▶ **Gösterilen metin**
+ + + +

Gezi direnişi Erdoğan rejiminin en çok korktuğu meseledir. Davası ise bu korkunun intikamı şeklinde oldu.

Hukuk zaten ülkede yoktu, fakat yargılamayı bir usule uydurmak ihtiyacı bile duymadılar. Mahkeme üyesi hakiminin "delil yok" beyanatlarını okumuşsunuzdur gazetelerden. Gezi davası kararı her haliyle hukuksuz ve intikam ile verilmiş bir karardan ibarettir. 

Erdoğan rejiminin bu yolu nereye gidiyor? Rejim elinde tuttuğu fanatik destekle, ele geçirdiği devlet mekanizması ile ülkenin önemli bir kesiminin bugününü ve yarınını mahvediyor. Rejimin yandaşları için cennet oluştururken, yurttaşların büyük bölümü için cehennem gibi güvencesiz, tedirgin ve yarınsız bir ülke oluşturdu.

+ + + +

▶ **Verilen veriler**
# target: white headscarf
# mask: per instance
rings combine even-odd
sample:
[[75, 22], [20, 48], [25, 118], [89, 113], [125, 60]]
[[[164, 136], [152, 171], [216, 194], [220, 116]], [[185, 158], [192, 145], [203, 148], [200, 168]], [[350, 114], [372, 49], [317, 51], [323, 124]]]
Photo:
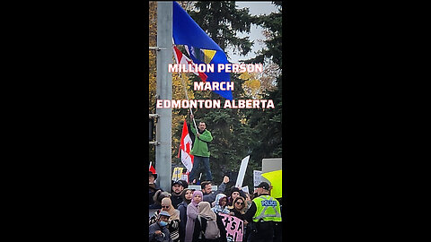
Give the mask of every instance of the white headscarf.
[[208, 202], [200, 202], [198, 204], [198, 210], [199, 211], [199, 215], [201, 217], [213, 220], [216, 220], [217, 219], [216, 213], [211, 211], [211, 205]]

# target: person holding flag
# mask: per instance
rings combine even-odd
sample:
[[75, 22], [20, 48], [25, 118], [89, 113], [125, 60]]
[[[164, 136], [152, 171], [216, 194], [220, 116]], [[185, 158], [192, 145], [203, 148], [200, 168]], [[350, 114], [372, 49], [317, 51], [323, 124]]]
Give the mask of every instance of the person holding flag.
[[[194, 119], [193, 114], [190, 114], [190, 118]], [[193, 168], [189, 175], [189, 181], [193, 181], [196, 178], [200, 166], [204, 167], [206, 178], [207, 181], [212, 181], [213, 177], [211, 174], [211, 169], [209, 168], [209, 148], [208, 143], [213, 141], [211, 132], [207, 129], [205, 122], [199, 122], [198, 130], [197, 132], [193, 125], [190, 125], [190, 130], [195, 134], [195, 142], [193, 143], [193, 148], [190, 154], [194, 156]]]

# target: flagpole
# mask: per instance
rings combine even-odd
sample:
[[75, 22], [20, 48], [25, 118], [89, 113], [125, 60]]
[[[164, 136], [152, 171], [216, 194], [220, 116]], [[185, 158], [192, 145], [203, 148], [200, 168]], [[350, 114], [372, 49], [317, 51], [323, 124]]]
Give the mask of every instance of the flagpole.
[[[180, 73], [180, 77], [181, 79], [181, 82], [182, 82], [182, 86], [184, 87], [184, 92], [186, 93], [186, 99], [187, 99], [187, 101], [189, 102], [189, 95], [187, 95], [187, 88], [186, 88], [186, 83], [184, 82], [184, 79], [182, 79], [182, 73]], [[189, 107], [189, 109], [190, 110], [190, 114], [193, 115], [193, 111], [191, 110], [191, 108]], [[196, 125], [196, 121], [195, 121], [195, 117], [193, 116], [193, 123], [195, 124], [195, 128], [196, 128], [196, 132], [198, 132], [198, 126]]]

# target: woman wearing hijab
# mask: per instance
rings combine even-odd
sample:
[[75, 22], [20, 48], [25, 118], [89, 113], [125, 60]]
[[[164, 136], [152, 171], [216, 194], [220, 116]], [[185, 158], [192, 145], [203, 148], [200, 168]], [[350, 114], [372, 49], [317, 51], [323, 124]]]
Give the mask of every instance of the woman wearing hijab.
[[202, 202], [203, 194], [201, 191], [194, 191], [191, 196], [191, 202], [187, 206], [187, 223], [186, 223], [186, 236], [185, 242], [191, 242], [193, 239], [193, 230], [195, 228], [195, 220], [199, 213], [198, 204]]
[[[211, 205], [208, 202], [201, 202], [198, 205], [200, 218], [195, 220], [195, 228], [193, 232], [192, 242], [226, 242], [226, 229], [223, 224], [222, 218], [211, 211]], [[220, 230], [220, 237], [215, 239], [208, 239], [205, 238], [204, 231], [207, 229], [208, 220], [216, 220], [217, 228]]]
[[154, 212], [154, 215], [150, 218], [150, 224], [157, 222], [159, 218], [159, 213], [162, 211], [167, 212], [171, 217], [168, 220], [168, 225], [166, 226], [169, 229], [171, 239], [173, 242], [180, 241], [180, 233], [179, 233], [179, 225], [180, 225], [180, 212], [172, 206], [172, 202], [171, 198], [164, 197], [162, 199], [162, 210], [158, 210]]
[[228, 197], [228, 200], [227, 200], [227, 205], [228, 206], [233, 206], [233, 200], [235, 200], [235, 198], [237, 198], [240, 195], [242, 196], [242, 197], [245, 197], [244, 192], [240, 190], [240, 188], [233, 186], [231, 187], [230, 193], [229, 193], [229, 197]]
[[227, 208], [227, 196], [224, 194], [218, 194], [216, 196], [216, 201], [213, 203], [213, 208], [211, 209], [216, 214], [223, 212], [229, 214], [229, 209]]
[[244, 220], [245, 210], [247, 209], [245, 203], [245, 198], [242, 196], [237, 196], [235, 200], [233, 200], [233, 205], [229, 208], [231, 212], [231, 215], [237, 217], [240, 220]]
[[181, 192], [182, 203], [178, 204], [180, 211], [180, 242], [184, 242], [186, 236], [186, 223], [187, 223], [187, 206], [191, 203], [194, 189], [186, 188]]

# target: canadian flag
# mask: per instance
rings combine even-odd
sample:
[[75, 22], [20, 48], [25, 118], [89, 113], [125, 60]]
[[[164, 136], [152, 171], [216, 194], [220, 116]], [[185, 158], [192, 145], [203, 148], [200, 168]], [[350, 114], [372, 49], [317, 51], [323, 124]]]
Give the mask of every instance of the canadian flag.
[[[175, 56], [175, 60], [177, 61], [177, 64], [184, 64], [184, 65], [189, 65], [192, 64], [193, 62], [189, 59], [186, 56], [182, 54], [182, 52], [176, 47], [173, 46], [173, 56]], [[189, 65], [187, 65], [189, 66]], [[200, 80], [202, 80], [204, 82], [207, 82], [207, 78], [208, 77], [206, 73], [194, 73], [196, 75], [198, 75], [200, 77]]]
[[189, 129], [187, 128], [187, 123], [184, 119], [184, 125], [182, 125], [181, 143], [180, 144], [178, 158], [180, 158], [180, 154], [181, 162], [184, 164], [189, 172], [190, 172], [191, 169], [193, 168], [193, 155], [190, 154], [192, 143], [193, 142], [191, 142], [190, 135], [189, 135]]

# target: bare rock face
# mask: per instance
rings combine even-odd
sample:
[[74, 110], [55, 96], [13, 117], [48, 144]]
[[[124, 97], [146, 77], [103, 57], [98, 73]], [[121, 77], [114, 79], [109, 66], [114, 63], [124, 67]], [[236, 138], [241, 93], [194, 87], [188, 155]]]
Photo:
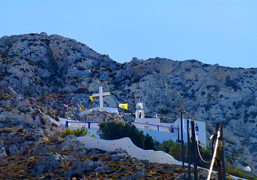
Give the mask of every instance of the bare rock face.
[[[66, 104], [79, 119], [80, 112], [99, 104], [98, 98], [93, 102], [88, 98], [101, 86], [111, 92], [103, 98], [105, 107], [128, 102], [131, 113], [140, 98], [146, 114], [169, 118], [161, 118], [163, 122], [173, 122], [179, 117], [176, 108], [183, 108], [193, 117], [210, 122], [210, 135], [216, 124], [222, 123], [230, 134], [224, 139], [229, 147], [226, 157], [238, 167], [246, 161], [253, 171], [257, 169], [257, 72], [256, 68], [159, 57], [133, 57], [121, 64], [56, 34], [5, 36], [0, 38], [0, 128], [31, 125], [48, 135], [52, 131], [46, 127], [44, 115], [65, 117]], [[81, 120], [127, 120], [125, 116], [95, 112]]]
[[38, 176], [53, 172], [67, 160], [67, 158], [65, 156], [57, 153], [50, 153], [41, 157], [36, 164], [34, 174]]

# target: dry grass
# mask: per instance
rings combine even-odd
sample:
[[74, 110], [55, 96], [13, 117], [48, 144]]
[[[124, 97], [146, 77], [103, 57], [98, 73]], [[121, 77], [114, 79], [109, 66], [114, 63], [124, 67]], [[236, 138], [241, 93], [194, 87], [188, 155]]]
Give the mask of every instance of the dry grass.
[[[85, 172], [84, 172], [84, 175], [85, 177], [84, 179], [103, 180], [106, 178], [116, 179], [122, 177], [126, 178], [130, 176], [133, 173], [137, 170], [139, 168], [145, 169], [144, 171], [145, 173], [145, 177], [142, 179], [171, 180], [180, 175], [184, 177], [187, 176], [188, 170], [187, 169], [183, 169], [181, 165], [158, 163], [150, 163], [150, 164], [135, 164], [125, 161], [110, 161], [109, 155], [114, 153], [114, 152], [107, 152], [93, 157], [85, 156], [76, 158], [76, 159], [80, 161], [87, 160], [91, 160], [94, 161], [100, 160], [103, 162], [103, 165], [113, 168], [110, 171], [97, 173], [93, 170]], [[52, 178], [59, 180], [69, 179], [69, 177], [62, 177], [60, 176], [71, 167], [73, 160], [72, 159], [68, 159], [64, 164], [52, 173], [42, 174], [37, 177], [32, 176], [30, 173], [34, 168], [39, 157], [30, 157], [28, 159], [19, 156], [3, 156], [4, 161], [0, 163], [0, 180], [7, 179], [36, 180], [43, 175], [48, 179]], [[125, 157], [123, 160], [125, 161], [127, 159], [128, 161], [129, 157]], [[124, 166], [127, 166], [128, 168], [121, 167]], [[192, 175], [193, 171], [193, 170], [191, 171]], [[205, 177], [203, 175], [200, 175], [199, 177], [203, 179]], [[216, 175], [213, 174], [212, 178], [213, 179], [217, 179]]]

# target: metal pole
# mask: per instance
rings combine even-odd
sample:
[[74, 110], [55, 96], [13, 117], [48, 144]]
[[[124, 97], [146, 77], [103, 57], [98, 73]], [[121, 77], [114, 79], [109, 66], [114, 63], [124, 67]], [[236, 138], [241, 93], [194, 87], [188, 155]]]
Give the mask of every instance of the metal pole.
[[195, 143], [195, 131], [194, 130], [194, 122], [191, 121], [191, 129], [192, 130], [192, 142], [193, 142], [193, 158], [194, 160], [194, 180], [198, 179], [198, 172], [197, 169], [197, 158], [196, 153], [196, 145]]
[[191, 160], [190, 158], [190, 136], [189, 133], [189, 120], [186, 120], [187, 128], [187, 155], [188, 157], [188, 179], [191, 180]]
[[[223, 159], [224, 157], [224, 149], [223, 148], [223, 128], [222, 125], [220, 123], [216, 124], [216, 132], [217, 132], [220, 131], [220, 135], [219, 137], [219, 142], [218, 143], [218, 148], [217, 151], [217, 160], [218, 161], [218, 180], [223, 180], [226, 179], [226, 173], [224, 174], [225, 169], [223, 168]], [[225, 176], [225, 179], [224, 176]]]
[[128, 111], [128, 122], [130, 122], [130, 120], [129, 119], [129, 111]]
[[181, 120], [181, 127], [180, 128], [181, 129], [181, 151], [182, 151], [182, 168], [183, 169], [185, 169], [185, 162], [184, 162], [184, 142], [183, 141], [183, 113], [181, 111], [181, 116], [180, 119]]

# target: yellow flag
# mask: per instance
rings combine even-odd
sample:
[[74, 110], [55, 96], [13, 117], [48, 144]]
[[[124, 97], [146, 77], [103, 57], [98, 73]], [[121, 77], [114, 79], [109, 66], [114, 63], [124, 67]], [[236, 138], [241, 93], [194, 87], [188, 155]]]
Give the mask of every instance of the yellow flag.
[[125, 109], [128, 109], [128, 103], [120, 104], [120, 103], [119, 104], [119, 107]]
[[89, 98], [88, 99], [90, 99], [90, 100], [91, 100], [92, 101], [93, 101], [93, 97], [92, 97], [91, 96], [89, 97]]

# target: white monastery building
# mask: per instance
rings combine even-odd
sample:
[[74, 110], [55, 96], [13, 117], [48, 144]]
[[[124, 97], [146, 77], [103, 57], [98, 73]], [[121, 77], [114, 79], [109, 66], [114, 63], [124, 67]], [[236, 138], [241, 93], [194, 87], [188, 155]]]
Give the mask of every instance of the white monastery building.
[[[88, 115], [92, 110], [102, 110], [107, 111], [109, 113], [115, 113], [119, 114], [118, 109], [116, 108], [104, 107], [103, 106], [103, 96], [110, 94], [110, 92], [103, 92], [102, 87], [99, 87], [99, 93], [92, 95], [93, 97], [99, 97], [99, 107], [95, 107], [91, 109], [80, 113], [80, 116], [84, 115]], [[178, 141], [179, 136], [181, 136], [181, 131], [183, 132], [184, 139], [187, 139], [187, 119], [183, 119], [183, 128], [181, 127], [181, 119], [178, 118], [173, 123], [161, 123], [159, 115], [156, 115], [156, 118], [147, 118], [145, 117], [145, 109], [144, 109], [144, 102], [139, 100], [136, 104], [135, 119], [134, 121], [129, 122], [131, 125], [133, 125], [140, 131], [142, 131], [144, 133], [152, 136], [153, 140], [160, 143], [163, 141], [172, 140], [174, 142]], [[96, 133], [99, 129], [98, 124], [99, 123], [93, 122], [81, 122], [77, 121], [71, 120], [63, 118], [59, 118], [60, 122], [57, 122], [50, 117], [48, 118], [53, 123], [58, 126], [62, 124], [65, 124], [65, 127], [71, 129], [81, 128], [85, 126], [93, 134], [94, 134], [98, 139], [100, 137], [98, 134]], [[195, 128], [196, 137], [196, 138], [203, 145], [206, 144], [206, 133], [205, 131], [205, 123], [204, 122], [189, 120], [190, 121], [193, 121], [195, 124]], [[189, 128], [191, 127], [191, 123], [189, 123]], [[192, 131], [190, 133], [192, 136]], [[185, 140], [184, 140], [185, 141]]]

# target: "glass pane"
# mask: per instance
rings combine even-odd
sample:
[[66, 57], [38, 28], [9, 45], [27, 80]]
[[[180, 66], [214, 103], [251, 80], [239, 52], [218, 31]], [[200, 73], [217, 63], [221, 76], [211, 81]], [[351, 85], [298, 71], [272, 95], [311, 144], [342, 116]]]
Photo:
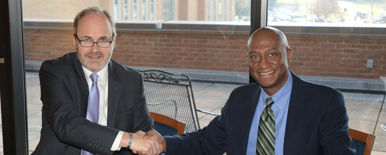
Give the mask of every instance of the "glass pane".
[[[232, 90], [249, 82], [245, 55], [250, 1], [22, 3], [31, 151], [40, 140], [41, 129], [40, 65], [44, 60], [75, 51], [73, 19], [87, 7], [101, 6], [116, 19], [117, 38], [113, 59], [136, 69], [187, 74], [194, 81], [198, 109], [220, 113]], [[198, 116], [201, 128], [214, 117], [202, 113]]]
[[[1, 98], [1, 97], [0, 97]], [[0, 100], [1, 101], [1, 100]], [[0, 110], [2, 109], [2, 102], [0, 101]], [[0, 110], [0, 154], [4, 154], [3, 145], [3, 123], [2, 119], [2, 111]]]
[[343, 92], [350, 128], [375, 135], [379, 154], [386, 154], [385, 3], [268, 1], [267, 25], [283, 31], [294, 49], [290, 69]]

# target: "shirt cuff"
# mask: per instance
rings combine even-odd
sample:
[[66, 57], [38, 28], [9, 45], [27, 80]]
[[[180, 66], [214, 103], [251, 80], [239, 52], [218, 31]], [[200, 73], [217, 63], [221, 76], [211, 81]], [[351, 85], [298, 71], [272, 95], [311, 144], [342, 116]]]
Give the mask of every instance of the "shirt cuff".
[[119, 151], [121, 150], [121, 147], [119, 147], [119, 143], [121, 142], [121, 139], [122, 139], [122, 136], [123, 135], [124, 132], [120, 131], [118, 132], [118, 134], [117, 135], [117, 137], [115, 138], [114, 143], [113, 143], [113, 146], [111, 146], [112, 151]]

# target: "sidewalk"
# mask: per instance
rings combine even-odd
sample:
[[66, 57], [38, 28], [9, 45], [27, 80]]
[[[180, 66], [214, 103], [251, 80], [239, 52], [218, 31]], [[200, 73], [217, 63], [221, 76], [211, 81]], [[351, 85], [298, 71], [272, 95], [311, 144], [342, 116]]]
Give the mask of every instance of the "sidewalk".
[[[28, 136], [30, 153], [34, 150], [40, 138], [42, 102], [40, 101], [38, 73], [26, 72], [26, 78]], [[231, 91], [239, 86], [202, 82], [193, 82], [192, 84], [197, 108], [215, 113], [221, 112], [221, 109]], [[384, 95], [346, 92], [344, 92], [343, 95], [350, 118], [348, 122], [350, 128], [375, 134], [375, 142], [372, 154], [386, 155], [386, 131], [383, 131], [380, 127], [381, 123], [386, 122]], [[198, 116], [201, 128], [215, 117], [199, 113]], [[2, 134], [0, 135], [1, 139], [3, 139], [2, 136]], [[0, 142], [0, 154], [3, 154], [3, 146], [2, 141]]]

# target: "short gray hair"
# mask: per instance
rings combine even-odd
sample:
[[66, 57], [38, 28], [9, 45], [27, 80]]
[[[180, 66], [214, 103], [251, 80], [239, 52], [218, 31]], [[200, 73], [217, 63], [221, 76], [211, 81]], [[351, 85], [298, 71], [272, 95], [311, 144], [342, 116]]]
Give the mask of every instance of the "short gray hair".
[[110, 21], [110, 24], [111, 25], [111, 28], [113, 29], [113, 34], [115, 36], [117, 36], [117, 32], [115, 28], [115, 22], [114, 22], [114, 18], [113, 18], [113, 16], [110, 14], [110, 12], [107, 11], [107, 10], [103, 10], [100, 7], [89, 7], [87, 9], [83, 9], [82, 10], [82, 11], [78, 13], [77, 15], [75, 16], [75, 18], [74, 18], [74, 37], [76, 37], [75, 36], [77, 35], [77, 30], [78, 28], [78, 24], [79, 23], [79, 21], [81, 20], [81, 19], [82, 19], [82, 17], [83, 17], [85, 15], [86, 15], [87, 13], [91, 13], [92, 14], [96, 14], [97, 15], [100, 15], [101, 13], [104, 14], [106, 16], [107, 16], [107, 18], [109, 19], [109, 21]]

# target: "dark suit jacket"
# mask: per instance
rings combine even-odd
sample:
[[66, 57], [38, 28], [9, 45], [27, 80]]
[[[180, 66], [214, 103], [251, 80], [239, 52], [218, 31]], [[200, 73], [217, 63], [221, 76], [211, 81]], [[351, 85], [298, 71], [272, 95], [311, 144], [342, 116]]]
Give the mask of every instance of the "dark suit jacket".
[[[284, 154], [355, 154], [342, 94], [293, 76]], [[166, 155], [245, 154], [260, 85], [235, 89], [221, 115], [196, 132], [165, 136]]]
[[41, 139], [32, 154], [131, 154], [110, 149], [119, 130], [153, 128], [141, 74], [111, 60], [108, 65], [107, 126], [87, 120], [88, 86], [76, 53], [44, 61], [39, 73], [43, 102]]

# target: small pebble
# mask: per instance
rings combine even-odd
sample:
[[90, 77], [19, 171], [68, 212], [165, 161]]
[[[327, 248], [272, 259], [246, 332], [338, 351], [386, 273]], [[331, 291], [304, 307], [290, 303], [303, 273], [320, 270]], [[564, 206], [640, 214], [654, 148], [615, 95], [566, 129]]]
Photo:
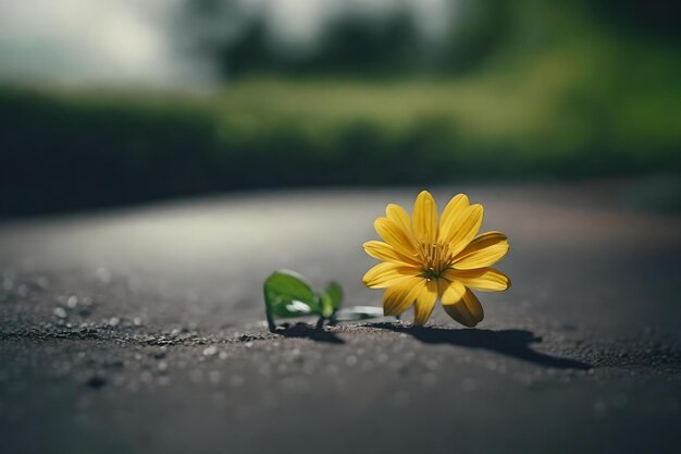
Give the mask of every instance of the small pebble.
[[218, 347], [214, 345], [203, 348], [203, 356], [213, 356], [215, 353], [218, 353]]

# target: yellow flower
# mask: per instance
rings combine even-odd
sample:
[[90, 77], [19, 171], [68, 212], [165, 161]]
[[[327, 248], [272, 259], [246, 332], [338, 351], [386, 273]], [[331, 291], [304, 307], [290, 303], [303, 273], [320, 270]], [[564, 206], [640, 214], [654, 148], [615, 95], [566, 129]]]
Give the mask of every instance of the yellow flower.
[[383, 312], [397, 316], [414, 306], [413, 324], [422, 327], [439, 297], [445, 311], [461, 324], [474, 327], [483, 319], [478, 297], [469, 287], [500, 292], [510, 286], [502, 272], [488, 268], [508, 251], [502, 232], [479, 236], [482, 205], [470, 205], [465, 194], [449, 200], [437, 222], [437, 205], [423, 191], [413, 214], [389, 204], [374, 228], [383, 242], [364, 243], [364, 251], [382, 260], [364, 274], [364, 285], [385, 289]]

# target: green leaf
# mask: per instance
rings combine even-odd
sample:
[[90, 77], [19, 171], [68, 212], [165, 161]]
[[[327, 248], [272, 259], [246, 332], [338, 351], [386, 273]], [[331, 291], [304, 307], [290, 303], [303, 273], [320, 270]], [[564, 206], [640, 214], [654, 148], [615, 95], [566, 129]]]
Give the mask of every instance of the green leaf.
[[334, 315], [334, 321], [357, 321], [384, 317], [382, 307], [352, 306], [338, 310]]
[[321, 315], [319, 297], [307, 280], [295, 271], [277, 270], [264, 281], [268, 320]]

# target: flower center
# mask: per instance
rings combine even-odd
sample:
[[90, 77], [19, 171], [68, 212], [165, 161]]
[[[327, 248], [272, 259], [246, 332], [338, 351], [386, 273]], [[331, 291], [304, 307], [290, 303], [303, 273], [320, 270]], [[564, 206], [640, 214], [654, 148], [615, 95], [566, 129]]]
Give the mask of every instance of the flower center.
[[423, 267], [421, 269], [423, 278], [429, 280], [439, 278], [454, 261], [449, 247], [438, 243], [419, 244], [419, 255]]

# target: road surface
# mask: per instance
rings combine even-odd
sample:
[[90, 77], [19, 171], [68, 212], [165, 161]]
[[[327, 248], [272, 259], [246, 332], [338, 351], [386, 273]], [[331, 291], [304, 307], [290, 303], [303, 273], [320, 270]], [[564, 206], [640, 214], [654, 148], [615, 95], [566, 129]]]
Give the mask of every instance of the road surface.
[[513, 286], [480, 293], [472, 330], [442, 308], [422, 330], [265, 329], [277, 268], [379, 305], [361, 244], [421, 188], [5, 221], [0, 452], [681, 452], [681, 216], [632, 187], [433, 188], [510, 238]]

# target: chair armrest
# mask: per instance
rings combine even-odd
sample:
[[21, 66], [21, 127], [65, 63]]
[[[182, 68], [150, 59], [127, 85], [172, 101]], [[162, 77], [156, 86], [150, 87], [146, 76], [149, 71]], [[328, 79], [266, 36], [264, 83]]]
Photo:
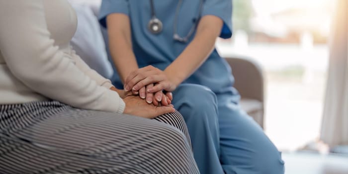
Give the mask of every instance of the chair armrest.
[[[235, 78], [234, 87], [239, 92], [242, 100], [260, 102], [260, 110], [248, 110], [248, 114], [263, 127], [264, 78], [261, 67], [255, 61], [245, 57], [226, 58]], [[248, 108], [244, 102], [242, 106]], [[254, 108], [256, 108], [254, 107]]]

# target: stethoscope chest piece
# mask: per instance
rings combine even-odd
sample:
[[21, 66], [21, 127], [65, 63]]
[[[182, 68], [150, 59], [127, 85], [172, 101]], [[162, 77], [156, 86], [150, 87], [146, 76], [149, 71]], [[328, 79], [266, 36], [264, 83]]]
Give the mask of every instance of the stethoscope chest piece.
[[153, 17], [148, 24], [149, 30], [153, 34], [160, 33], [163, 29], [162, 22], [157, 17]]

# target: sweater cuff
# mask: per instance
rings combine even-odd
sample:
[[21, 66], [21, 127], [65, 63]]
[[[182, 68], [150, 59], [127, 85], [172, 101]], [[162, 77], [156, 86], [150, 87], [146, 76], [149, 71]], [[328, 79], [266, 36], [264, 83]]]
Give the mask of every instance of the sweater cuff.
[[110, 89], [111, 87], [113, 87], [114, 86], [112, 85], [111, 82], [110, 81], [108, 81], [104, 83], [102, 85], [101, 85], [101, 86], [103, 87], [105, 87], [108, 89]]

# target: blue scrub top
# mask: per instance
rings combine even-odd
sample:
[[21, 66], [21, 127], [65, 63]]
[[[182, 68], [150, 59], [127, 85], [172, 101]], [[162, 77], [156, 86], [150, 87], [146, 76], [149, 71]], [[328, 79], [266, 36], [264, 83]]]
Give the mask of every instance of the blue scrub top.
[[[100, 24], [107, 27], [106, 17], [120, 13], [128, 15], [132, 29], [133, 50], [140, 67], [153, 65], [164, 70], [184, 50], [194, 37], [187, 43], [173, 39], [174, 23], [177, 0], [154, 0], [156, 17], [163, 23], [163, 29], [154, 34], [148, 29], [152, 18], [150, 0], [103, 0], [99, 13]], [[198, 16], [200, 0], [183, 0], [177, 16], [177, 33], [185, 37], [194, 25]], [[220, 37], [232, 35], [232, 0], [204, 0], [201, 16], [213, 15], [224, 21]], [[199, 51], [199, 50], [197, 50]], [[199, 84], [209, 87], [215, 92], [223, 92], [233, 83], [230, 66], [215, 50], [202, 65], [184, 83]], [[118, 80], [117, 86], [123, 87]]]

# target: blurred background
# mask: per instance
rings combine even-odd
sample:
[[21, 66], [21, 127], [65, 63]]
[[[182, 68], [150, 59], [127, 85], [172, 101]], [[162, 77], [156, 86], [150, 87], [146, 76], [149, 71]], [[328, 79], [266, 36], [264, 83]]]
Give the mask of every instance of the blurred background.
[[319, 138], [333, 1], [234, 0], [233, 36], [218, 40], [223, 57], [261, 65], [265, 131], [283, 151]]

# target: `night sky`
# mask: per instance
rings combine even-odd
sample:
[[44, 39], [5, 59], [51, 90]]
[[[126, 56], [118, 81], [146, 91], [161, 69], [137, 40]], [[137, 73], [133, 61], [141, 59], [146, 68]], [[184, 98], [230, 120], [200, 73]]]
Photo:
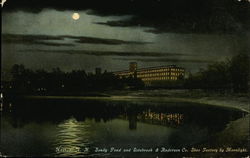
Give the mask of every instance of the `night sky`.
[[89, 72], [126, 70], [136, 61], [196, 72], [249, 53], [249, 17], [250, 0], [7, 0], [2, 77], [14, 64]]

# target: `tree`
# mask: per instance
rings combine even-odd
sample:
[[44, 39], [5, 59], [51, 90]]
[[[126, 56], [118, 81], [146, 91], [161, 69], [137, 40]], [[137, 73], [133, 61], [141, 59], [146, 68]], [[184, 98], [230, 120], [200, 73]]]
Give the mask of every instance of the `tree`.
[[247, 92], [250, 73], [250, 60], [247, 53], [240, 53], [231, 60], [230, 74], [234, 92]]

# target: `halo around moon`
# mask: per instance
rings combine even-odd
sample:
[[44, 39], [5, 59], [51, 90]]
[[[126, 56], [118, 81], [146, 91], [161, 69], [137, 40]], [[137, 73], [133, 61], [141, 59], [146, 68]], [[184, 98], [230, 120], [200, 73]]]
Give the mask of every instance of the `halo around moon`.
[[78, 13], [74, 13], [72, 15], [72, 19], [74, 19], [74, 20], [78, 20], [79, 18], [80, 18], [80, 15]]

+ + + +

▶ **Görev 1**
Listenin başından "211], [211, 205]]" ifadesini içeren satıra kadar, iki uç da dahil olan bölümü "white" yerine "black" koyarak düzenle ve başka hiçbir şeyi değiştirmeden yeniden yaz. Resimleri yanıta ekleme.
▶ **Görev 2**
Gezi davası üzerine yazılmış metni son cümlesinden itibaren devam ettir.

▶ **Sonuç 1**
# target: black headscarf
# mask: per instance
rings combine even-odd
sample:
[[75, 22], [20, 48], [25, 118], [89, 113], [125, 60]]
[[[164, 136], [152, 171], [216, 194], [220, 116]], [[185, 158], [192, 145], [203, 148], [200, 168]], [[350, 114], [372, 49], [317, 51], [323, 124]]]
Photo:
Give the mask of every instance of the black headscarf.
[[208, 202], [200, 202], [198, 204], [198, 210], [199, 211], [199, 215], [201, 217], [213, 220], [216, 220], [217, 219], [216, 213], [211, 211], [211, 205]]

▶ **Sonuç 2**
71 yaşında ve hayatında kısa bir dönem ÖDP deneyimi dışında örgütlü politikanın içinde olmamış, hep mesleki mücadelede ver almış AYŞE MÜCELLA Yapıcı'ya dahi 18 yıl ceza veren bu rejime karşı nasıl mücadele vereceğiz?

Neyi eksik yapıyoruz?

Neyi yanlış yapıyoruz?

Gerçekten bu karanlık dönemden nasıl çıkacağımızı bazen hepimiz şaşırıyoruz. Çünkü çok asimetrik tek merkezli saldırı altındayız ve demokrasi unsurları cılız ve darmadağın. Ayrıca demokratik bir iktidarı hedefleyen perspektiften yoksun.

Evet çok kalabalığız ama bir arada değiliz. Bir arada olmayı organize edebilecek ne pratiğimiz var ne de bunun fikriyatı var. Erdoğan rejimi gücünü merkezîleştirme konusunda kendisine sorun olacak tüm unsurları yok etti. Adına vesayet dediği odakları dağıttı, öyle ki bir devlet kurumunda bu ülke evladı muhalif görüşteki bir kişiye bile tahammül etmeyerek onları KHK ile ihraç etti.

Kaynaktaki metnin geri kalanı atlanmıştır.